◆ Requirement ◆
Pick out every line of the material below that contains the word "white" and copy each one. Case counts.

** Begin Material supplied **

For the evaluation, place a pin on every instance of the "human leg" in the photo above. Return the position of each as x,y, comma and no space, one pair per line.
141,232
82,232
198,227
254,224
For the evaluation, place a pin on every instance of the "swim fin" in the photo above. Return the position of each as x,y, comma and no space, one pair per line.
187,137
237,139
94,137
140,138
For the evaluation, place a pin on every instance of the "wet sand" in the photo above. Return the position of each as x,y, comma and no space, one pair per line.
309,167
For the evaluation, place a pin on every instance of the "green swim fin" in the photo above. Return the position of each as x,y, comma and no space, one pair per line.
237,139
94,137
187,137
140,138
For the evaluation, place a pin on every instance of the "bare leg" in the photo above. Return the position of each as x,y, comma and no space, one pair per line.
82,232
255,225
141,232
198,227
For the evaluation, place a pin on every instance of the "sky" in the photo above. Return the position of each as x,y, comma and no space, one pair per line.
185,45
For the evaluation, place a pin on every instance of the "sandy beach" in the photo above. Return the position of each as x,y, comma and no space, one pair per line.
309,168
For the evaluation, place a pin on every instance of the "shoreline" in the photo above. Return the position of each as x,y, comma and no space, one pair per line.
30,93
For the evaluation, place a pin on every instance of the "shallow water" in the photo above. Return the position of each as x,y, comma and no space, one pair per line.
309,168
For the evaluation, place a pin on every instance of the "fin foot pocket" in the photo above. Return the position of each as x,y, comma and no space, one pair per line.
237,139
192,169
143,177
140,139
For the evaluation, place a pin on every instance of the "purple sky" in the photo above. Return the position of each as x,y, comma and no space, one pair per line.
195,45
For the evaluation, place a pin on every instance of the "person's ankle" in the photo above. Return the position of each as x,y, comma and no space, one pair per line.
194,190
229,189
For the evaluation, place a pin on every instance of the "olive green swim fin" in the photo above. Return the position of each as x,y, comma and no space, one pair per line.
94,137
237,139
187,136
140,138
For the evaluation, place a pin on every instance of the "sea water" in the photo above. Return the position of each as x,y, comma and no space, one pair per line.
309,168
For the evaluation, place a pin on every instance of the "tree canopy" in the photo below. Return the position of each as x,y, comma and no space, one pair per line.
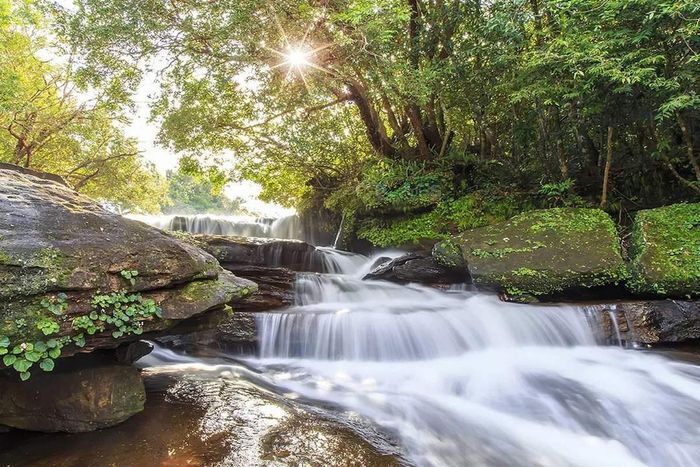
48,122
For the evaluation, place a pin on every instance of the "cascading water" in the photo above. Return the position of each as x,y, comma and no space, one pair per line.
464,379
288,227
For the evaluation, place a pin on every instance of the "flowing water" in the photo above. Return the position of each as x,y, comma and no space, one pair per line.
414,375
460,378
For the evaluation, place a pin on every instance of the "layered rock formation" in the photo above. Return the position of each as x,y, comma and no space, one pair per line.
75,277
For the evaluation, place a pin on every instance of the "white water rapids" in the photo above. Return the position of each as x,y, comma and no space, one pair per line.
462,379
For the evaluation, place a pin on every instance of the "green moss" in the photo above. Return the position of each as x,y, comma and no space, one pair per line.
545,252
448,254
665,251
448,218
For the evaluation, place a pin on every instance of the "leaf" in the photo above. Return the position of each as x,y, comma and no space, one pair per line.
21,365
9,360
47,364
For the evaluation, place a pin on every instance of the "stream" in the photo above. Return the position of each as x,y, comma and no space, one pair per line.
374,373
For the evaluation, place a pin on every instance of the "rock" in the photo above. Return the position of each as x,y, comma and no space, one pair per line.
76,398
61,254
545,253
665,251
199,296
52,239
231,250
132,351
416,268
380,261
213,418
448,254
655,321
214,332
275,287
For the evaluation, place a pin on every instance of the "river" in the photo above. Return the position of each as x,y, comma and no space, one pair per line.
392,374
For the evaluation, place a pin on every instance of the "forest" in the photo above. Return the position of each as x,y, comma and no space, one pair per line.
350,233
411,118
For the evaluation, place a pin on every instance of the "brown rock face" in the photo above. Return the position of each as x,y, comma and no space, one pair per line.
52,238
290,254
419,269
654,321
77,399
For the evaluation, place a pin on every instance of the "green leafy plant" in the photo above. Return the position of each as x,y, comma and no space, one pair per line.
23,356
130,275
56,305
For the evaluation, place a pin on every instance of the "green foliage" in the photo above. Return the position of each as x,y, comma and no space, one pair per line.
129,275
402,187
501,94
46,123
448,218
665,251
193,189
121,312
561,194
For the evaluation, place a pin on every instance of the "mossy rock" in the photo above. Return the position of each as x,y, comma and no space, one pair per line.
665,251
545,252
448,254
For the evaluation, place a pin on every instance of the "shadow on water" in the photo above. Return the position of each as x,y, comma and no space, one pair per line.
208,416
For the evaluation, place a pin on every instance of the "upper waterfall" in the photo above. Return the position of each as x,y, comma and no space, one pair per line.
288,227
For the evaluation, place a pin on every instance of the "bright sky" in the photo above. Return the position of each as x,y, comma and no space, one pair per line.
146,133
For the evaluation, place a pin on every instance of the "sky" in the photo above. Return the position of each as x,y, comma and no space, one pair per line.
146,133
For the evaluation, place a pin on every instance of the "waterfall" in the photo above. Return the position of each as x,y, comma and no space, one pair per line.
339,235
464,379
288,227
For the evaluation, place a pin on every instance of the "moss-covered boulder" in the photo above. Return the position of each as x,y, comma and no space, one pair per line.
78,396
545,253
665,251
75,277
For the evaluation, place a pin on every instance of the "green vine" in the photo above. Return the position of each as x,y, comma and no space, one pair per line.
120,312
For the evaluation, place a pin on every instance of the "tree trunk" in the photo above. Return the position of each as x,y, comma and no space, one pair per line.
606,172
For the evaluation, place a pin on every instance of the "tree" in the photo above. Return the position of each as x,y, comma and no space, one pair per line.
509,93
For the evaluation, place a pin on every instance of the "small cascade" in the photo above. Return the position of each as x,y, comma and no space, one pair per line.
288,227
339,235
465,379
337,261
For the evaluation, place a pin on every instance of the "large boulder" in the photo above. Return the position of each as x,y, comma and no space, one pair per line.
263,252
414,268
76,277
665,251
76,397
545,253
653,322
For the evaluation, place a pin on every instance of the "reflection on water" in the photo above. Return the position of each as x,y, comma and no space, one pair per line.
197,416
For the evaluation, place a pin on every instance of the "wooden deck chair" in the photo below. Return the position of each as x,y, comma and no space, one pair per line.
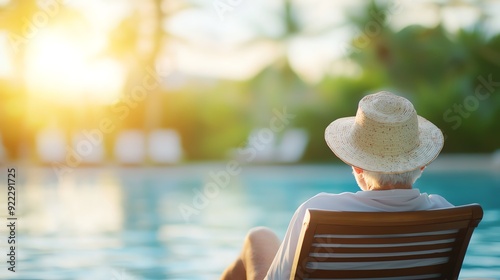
427,244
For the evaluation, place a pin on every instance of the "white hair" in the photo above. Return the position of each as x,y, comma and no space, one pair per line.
376,179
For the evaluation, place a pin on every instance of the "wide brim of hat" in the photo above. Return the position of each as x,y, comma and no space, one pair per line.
338,138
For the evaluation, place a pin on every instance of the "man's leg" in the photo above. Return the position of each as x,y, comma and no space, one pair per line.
259,249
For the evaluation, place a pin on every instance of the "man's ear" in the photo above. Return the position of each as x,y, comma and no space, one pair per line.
357,170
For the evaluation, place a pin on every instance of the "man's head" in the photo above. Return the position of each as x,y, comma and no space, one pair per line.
387,143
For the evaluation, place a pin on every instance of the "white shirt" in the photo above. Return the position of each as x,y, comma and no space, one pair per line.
362,201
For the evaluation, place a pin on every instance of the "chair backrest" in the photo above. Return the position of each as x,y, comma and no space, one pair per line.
427,244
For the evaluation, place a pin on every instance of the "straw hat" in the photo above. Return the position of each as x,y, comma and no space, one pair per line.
386,136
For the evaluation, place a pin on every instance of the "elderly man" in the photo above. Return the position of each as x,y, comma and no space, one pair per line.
388,146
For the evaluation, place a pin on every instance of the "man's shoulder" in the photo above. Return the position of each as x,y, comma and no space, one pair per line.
331,201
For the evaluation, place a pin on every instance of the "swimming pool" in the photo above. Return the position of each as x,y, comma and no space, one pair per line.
175,223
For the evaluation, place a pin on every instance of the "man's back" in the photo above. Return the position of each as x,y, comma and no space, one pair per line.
363,201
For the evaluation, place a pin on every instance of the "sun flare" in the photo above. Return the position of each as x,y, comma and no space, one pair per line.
62,70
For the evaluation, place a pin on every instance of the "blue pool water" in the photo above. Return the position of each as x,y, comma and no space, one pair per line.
175,223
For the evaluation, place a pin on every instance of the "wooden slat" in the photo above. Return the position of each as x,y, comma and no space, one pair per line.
378,258
326,274
463,219
338,228
383,240
380,250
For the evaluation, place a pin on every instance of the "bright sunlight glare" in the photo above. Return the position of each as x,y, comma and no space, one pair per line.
64,71
6,67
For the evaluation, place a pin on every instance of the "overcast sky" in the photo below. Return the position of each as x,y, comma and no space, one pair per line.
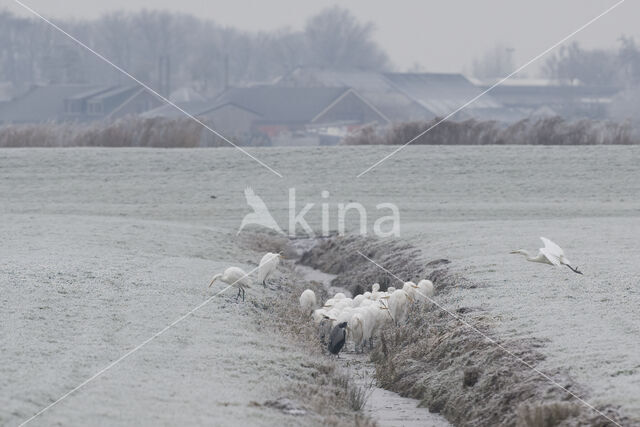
441,35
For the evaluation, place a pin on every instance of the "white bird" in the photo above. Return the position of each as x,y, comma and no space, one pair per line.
260,215
424,289
268,265
308,300
551,254
355,330
235,277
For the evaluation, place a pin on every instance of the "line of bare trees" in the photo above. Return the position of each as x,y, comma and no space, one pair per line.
31,51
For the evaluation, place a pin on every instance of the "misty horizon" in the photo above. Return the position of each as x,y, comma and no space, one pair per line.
417,36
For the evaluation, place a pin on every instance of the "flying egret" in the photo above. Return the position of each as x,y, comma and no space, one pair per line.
551,254
268,265
235,277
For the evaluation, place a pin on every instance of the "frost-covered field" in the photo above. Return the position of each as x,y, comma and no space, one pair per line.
101,248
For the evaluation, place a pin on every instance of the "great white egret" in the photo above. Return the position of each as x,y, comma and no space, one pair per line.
551,254
235,277
268,265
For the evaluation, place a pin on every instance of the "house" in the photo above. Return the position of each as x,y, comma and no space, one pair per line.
76,102
442,94
371,86
45,103
282,113
406,96
530,96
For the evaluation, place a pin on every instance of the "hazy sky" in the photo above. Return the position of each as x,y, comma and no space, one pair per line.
441,35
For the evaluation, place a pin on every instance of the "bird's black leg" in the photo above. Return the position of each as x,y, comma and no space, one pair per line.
575,270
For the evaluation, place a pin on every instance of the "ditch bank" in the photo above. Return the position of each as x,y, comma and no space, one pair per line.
448,357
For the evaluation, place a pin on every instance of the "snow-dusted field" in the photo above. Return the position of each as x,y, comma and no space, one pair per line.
101,248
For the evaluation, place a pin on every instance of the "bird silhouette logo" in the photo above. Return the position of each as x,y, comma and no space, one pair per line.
260,215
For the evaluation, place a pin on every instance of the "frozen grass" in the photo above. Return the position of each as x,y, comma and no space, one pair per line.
448,366
129,131
545,131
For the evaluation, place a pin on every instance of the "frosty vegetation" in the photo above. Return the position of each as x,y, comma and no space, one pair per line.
545,131
185,133
126,132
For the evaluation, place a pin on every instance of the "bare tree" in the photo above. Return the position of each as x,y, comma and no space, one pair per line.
337,40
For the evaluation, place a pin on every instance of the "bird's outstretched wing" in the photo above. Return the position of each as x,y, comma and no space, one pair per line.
552,248
553,258
254,201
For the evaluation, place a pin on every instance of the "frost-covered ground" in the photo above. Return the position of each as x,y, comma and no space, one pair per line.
80,291
103,247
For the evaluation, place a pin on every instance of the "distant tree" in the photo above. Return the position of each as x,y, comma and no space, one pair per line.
495,63
629,59
337,40
591,67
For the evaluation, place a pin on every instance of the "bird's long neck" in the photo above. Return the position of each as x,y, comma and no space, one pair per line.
525,253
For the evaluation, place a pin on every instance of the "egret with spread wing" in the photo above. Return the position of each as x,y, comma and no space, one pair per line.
551,254
260,215
235,277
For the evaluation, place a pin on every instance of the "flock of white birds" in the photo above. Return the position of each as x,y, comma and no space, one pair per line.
368,313
365,314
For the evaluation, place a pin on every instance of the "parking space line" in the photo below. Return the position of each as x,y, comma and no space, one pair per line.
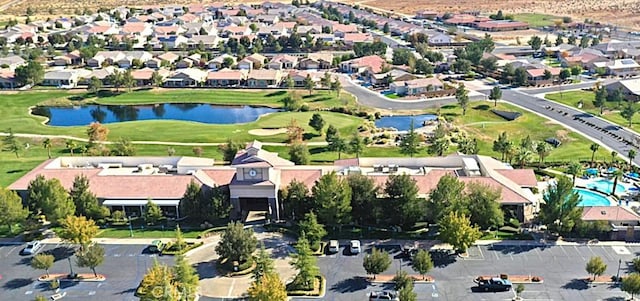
578,252
606,253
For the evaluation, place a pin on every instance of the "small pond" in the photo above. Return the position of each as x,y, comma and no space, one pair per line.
204,113
403,122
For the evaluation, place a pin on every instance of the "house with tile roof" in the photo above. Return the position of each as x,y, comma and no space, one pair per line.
255,177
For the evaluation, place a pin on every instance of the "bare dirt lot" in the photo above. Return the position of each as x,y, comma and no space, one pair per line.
623,12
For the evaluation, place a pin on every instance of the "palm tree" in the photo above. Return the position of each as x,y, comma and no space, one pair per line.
594,148
616,175
71,145
47,145
574,169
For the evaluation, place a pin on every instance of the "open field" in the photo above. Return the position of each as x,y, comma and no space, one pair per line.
479,122
611,113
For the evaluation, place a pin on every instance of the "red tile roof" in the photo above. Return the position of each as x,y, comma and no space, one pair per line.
307,176
522,177
609,213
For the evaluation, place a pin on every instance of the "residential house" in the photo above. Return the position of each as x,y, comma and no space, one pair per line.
254,61
260,78
226,78
218,61
172,41
131,57
630,88
371,63
426,14
352,38
341,30
299,77
105,57
12,62
168,57
143,76
316,61
189,77
502,25
138,30
153,63
440,39
62,79
416,86
394,75
536,76
71,58
621,68
283,61
8,79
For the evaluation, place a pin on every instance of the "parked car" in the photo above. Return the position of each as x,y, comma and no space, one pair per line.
493,284
32,248
354,247
383,295
334,247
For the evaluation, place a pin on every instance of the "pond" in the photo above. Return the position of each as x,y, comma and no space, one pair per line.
403,122
204,113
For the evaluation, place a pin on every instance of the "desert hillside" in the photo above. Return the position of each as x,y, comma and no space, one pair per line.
622,12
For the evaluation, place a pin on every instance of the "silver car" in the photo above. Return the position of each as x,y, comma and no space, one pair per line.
32,248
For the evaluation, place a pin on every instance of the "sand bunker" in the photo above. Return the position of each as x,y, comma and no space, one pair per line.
267,132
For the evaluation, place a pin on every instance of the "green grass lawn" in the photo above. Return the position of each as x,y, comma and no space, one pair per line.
144,233
536,20
15,114
611,113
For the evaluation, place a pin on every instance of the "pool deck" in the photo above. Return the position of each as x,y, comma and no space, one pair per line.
623,197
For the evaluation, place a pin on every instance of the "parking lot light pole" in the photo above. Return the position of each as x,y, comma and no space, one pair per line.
130,228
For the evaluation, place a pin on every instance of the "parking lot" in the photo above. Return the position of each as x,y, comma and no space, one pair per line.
124,267
561,267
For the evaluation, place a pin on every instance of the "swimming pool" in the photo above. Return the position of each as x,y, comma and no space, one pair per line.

** End Material supplied **

◆ Written response ◆
For the evaluation, place a pin on every instance of the "white water rapids" in the photo above. Return the position of each as x,y, comma and no space, one pair per line.
For the evaluation, place a pin on every instance of the "white hair" in the photo above. Return the position of each as x,y, comma and no space, one pair per line.
For the evaluation, place a pin on every instance of the "white shirt" in the photo above. Return the position of each as x,y, comma and no space, one pair per line.
For the evaluation, place a pin on every instance of the "white bird" in the photo above. Return the position of each as x,y, comma and no space, one pair per line.
For the evaluation, place a pin on every instance of the "great white egret" in the photo above. Return the position of each as x,y, comma and no space, one pair per line.
For the evaluation, place a pin on every instance of the "flock of white birds" in the photo above. Return the position of each as x,y, comma and no space, one pair per line.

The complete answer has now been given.